■ DATA TO PROCESS ■
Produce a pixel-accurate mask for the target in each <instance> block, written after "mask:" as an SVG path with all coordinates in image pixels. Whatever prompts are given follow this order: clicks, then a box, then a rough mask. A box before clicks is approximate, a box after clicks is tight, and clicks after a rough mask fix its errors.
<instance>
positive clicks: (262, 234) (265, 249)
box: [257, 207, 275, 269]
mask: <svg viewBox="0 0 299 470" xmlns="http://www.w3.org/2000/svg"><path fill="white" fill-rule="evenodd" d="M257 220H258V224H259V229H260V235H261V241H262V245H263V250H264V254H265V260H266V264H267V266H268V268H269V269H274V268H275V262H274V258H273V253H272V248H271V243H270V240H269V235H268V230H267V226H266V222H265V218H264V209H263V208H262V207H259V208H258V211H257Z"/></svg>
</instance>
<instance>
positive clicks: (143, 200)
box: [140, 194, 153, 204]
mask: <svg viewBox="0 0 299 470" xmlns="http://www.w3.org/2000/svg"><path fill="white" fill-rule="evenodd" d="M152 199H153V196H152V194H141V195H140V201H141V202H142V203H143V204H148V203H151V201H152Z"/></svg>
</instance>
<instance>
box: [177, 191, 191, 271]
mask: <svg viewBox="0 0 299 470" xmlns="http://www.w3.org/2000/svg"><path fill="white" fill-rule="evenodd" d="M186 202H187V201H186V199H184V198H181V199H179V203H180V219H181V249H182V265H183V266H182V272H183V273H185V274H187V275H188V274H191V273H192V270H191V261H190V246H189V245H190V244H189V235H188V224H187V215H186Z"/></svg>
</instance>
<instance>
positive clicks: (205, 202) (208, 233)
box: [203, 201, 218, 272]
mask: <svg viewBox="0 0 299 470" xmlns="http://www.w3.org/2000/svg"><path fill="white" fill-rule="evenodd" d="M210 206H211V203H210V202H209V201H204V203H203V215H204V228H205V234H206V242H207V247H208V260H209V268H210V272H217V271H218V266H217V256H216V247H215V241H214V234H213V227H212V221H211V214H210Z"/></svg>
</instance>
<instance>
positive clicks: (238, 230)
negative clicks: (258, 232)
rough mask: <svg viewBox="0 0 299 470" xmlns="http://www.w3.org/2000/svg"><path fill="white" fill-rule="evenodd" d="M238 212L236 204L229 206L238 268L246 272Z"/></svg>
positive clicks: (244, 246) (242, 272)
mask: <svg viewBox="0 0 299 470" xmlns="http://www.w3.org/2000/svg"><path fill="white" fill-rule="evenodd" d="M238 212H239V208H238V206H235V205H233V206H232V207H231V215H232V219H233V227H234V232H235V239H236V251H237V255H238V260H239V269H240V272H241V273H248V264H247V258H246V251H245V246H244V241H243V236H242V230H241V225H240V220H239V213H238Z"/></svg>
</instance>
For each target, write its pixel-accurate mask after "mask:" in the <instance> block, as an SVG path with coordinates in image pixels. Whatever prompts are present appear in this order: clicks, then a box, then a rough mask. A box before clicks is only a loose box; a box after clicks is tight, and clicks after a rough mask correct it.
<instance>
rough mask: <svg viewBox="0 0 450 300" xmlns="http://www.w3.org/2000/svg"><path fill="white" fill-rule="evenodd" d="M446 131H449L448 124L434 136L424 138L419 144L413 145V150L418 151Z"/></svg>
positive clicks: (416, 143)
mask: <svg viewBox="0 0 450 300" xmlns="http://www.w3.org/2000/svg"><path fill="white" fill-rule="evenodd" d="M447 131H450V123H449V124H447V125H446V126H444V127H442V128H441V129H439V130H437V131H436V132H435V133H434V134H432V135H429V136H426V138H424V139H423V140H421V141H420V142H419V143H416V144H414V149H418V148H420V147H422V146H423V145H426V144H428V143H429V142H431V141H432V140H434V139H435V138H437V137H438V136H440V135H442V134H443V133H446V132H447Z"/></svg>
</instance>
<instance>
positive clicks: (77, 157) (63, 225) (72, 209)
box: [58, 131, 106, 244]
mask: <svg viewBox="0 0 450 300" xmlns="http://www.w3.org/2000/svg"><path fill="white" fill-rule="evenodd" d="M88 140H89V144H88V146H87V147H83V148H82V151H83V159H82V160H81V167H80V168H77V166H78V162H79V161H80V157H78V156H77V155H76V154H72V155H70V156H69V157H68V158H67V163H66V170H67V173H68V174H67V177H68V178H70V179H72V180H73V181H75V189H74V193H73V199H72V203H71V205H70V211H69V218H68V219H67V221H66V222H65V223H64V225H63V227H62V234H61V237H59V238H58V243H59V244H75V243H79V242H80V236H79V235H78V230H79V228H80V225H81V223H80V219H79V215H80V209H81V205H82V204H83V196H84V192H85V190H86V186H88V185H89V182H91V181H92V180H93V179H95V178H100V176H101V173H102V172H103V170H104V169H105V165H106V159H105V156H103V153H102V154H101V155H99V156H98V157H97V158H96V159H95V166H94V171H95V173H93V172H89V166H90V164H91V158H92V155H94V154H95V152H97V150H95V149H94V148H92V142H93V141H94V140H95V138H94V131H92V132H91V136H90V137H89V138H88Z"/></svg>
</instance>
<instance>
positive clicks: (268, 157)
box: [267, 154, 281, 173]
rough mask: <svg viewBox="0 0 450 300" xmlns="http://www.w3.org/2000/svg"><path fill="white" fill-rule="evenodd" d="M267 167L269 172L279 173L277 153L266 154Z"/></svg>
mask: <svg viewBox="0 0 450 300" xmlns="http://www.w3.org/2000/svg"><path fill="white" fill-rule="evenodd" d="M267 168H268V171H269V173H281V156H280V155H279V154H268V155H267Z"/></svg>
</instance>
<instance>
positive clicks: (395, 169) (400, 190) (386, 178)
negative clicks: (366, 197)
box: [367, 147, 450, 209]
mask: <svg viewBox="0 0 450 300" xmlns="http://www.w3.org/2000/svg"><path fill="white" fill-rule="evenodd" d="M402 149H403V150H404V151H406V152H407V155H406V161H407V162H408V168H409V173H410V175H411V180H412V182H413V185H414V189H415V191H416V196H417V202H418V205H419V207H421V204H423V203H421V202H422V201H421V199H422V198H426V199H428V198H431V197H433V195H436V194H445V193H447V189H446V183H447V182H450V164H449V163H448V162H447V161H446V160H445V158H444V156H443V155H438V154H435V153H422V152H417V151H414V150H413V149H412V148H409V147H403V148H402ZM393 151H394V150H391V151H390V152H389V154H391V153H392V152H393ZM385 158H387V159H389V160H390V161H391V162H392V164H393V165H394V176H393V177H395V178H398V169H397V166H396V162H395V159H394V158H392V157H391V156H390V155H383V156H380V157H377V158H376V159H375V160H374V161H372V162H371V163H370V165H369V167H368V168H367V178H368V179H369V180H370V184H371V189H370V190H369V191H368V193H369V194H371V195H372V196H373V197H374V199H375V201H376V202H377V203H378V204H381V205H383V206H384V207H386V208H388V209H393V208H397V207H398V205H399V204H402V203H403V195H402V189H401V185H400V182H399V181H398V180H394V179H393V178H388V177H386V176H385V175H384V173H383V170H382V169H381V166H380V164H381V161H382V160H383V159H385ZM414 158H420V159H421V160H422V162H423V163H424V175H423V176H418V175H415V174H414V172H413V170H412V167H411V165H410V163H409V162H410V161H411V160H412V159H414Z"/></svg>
--
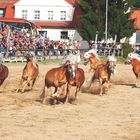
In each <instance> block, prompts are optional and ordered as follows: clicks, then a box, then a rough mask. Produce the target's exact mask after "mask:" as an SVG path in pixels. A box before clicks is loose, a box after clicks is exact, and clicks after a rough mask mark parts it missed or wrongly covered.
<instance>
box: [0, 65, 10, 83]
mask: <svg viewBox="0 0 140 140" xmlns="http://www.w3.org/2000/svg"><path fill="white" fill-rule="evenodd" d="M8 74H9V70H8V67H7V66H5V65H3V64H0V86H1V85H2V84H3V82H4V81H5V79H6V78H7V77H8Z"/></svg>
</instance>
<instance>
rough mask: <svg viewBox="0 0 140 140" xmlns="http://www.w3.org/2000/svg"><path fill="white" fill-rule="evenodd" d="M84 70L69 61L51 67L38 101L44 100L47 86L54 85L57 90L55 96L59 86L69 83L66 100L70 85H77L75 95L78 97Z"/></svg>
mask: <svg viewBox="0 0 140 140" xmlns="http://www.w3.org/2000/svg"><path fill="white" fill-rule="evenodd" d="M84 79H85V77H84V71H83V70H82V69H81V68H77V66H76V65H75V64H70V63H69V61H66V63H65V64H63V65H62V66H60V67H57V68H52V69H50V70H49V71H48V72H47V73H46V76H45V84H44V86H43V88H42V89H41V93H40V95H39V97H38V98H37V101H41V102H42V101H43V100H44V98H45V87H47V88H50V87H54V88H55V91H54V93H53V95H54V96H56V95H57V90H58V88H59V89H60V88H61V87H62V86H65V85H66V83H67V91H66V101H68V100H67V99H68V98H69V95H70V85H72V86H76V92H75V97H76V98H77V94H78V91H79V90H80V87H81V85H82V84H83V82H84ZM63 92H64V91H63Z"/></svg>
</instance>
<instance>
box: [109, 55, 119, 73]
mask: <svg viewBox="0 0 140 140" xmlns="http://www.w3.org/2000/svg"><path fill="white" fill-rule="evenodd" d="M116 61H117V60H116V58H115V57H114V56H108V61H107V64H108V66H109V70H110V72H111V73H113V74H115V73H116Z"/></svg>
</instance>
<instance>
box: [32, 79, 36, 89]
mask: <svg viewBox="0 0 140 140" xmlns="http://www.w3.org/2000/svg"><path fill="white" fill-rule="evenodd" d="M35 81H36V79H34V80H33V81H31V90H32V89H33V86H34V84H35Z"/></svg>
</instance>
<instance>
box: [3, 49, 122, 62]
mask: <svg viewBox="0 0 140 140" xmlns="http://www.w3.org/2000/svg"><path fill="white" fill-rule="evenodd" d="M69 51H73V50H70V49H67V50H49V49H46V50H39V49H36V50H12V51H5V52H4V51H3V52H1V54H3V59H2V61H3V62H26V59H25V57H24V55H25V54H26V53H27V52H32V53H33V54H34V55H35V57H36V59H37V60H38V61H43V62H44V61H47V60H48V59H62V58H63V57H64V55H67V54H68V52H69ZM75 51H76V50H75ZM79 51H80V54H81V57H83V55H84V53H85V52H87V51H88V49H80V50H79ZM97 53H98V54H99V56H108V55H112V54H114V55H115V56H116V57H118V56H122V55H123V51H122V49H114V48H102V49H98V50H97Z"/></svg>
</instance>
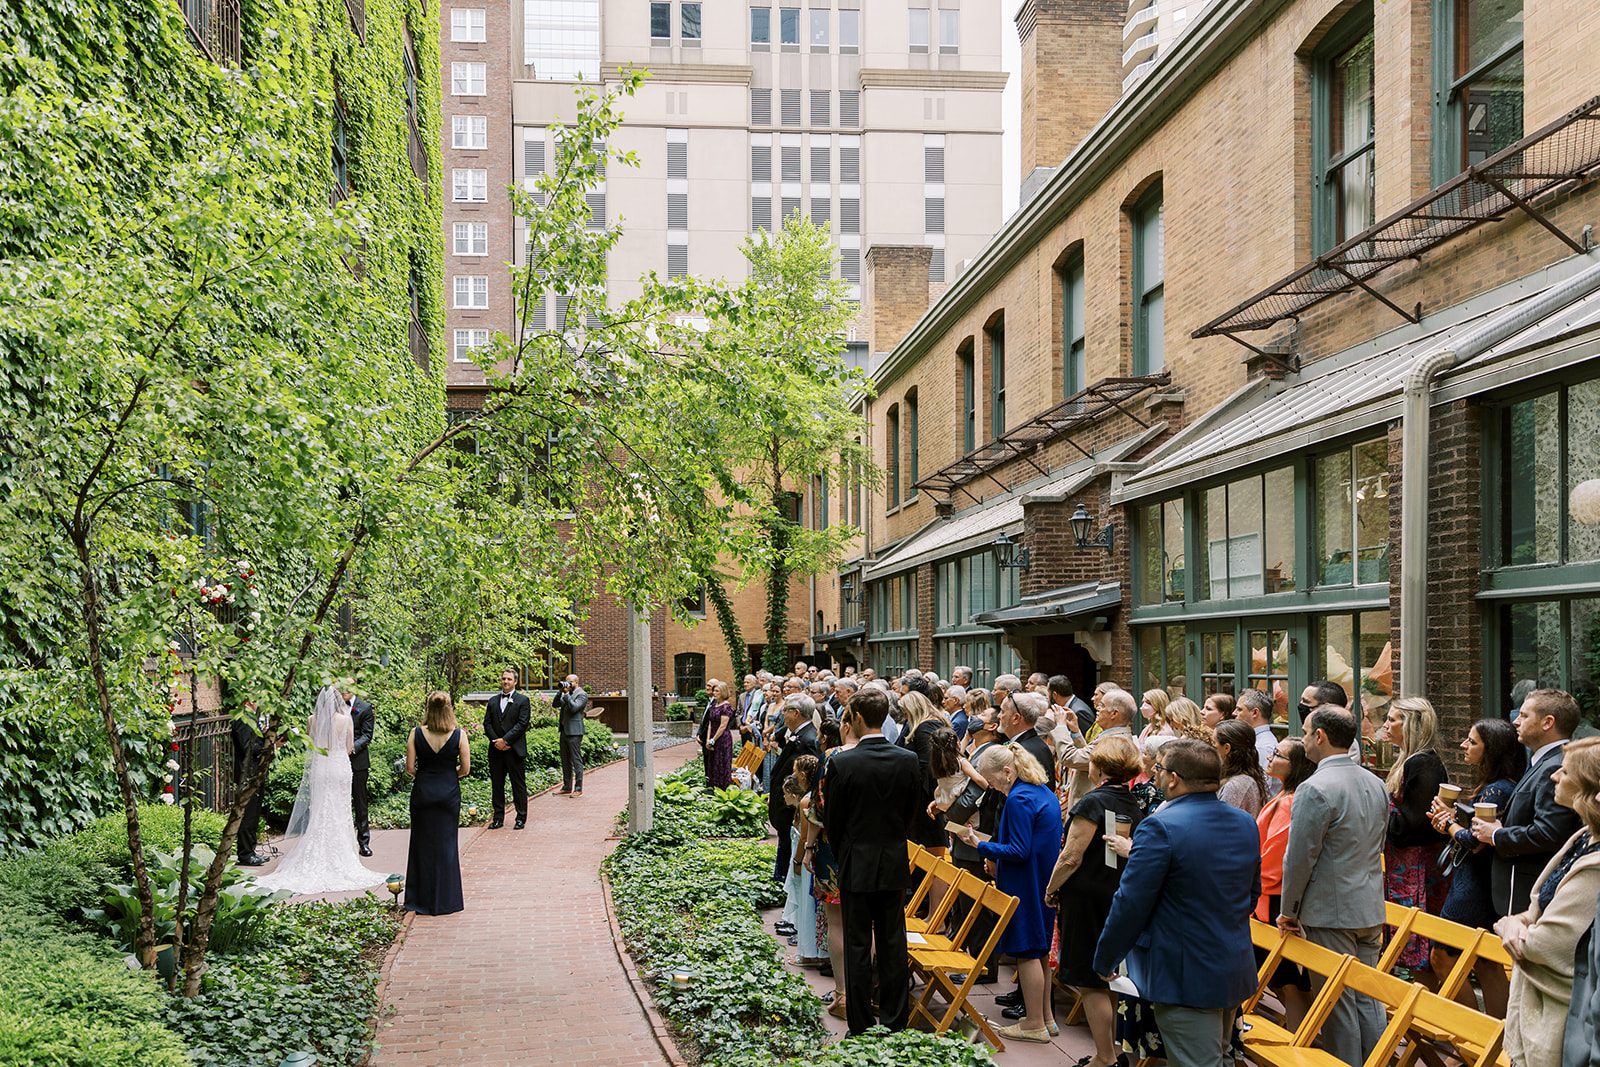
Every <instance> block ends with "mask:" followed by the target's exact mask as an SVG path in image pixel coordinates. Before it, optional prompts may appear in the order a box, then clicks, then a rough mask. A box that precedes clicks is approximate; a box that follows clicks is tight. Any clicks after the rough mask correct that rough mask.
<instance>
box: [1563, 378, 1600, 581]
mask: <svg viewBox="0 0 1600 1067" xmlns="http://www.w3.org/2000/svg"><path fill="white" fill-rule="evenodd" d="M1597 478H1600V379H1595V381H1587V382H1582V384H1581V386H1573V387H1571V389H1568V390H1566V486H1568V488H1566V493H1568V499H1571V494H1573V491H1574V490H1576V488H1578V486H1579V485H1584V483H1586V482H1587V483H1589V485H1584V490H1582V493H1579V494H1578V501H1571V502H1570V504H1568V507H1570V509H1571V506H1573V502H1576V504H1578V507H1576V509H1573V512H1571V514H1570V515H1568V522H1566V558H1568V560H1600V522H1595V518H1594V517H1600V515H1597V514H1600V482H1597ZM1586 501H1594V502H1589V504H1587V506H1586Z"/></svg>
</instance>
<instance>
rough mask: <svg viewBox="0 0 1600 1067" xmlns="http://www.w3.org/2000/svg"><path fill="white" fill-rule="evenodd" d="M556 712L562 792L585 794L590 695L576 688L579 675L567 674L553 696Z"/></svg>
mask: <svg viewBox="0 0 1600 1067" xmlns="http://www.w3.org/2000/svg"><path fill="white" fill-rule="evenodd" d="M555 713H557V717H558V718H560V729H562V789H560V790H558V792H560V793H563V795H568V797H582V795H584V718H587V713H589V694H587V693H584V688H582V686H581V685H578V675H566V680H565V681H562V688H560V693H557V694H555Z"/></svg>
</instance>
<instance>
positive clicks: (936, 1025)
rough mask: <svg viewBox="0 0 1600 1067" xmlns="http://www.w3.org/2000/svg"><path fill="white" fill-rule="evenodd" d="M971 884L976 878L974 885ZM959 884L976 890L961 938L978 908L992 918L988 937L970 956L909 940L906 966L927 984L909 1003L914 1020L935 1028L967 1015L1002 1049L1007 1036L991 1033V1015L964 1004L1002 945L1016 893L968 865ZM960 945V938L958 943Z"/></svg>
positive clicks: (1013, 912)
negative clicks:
---
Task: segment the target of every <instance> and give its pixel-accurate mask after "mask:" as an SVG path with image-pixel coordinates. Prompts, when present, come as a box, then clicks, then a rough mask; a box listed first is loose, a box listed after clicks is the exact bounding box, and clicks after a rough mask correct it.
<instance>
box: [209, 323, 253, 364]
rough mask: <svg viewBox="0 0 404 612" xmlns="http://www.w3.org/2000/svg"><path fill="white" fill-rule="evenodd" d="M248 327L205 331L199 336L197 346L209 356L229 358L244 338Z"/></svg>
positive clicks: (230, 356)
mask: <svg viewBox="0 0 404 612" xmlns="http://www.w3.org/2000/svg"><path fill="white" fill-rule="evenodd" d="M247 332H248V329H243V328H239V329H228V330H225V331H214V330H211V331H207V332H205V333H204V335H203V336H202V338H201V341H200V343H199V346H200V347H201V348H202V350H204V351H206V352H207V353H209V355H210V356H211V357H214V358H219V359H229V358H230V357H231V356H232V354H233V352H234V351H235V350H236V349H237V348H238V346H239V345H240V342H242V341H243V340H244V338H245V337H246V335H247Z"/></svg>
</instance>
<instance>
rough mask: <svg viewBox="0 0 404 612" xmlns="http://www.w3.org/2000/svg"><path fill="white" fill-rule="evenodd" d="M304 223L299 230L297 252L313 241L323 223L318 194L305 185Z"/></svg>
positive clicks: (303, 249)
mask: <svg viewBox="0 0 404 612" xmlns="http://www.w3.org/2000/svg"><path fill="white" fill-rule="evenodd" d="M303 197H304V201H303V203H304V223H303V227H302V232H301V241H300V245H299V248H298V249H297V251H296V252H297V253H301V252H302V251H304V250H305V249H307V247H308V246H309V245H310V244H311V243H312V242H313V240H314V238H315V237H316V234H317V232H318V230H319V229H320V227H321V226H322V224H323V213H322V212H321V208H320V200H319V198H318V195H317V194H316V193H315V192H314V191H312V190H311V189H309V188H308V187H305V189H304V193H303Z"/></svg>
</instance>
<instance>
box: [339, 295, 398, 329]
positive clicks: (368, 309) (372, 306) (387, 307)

■ INSTRUCTIONS TO FOLLOW ■
Whenever a line of the data holds the string "Whatever", pick that line out.

■ SOLUTION TO THE EXERCISE ■
Produce a pixel-accurate mask for the target in each <instance> block, written after "mask:" as an SVG path with all coordinates in image pixels. Whatever prompts are given follow this order: clicks, then a box, then a rough mask. A box before clicks is approximate, a box after clicks is tight, and clicks after a rough mask fix its errors.
For each target, write its pixel-accurate mask after "mask:" in the <instance> block, as an SVG path with coordinates in image pixels. Whatever prompts are present appear in this order: clicks, then a box, then a rough mask. A box before clicks is only a loose box; a box after clicks is tight, and clicks after a rough mask correct it.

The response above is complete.